Repeat the material below word for word, keeping every line in its original order.
>> Start Records supplied
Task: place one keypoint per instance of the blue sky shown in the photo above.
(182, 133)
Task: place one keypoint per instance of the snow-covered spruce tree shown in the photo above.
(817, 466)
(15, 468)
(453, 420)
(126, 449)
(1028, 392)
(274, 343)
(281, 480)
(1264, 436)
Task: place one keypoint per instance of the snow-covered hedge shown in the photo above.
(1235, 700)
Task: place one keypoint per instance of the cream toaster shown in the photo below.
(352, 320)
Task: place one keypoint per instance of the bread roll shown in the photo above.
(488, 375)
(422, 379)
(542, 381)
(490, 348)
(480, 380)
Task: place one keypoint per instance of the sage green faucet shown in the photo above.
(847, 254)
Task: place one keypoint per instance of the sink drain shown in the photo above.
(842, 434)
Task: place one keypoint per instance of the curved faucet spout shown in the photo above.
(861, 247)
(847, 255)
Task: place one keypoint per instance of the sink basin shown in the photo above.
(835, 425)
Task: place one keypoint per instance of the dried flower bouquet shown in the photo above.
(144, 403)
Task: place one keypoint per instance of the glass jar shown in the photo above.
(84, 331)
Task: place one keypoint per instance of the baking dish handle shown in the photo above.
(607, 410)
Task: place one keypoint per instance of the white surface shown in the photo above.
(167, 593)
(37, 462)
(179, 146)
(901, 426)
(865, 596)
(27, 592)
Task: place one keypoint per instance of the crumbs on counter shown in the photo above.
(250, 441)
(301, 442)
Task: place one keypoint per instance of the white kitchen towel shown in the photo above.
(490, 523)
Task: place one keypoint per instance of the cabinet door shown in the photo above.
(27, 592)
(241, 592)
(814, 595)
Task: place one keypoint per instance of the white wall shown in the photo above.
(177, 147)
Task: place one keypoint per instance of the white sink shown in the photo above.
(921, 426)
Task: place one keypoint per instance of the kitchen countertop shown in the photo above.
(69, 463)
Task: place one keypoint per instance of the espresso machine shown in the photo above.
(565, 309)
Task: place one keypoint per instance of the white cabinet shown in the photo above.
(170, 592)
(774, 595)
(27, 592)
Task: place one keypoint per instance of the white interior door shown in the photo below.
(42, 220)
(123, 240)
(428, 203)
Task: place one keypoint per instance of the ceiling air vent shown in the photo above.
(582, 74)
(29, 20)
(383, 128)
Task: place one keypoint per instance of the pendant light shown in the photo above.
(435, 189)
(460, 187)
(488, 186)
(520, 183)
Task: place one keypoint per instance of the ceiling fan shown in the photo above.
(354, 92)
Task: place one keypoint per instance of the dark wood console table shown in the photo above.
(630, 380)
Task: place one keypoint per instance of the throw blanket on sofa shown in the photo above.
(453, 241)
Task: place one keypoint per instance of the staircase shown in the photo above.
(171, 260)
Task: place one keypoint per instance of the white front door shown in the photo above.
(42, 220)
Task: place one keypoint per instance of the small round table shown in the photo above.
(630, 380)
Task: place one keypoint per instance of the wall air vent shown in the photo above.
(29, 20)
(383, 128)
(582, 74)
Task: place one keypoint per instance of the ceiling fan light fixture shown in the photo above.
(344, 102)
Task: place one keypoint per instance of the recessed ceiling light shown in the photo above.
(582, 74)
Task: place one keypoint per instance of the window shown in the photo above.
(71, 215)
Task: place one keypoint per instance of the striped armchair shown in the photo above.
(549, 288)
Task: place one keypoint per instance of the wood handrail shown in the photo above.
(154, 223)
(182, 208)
>> End Records supplied
» **The output**
Task: place one keypoint per instance of the blue sky shown in the photo above.
(182, 133)
Task: place one keypoint per instance of the snow-covered spruce tree shown in the photo above.
(817, 466)
(15, 468)
(453, 420)
(126, 449)
(1028, 392)
(274, 343)
(281, 480)
(1264, 436)
Task: place one keypoint per instance of the snow-covered hedge shown in the photo above.
(1235, 700)
Task: place one keypoint per instance of the cream toaster shown in the photo below.
(352, 320)
Task: place one keypoint per instance of the bread roll shown in the photo above.
(488, 375)
(422, 379)
(542, 381)
(490, 348)
(480, 380)
Task: place one keypoint per instance of the sage green faucet shown in the photo above.
(847, 254)
Task: place one keypoint per instance of the sink drain shown in the photo above.
(842, 434)
Task: place one keypoint per instance of the curved faucet spout shown in the photo above.
(861, 247)
(847, 255)
Task: place one keypoint per instance of the sink basin shown in the photo above.
(835, 425)
Task: place one keypoint per instance of the dried flower bouquet shown in the photo above.
(144, 403)
Task: place one keypoint per instance of the glass jar shown in the photo above.
(84, 331)
Task: place one keypoint per instance of the baking dish handle shown in the photo above.
(607, 410)
Task: place one keypoint per instance of the white surface shown in the photo above.
(167, 593)
(37, 462)
(179, 146)
(901, 426)
(865, 596)
(27, 592)
Task: place one keypoint per instance of the crumbs on counter shown in the photo above.
(250, 441)
(301, 442)
Task: place one keypoint per instance of the white kitchen towel shown in the photo above.
(490, 523)
Task: place one keypoint per instance of the cabinet door shown in the photo above.
(27, 592)
(241, 592)
(814, 595)
Task: place one keypoint per instance of the white wall shown in the photo above.
(177, 147)
Task: place one keypoint per instance of the white sink shown in the photo above.
(921, 426)
Task: place one keypoint per instance of the kitchen countertop shown in the photo above.
(69, 463)
Task: place one keypoint per instance of the espresso machine shown in the photo above.
(565, 309)
Task: place one keypoint per instance of the white cabinet shown in the photo above.
(170, 592)
(774, 595)
(27, 592)
Task: place one keypoint per instance of the white interior door shown in the photo below.
(42, 220)
(123, 240)
(428, 203)
Task: place one keypoint per instance of the ceiling air vent shown in the photo above.
(582, 74)
(29, 20)
(383, 128)
Task: place one keypoint per instance of the pendant light shown in the photo above.
(435, 189)
(460, 187)
(488, 186)
(520, 183)
Task: place one keypoint per instance of the ceiling fan shown in the photo above.
(354, 92)
Task: place one keypoint per instance of the dark wood console table shown in the photo above.
(630, 380)
Task: place one keypoint per instance of the throw blanket on sofa shown in the photo above.
(453, 241)
Task: place one keypoint per instance of the staircase shown in the photo above.
(171, 260)
Task: place one keypoint per instance of the white front door shown in the photo above.
(42, 220)
Task: place one keypoint per instance of the small round table shown in the photo above.
(630, 380)
Task: place one keypoint per instance of the wall air vent shown in the photo above.
(29, 20)
(383, 128)
(582, 74)
Task: place one keypoint per instance of the ceiling fan light fixture shown in the photo above.
(344, 102)
Task: place one keypoint per instance of the recessed ceiling light shown in the photo above.
(582, 74)
Task: place one keypoint per instance of the window shown in the photo above.
(71, 215)
Task: place one keypoint per instance of the striped armchair shown in the photo above.
(549, 288)
Task: place one keypoint per instance of the wood handrail shown in the photo above.
(154, 223)
(182, 208)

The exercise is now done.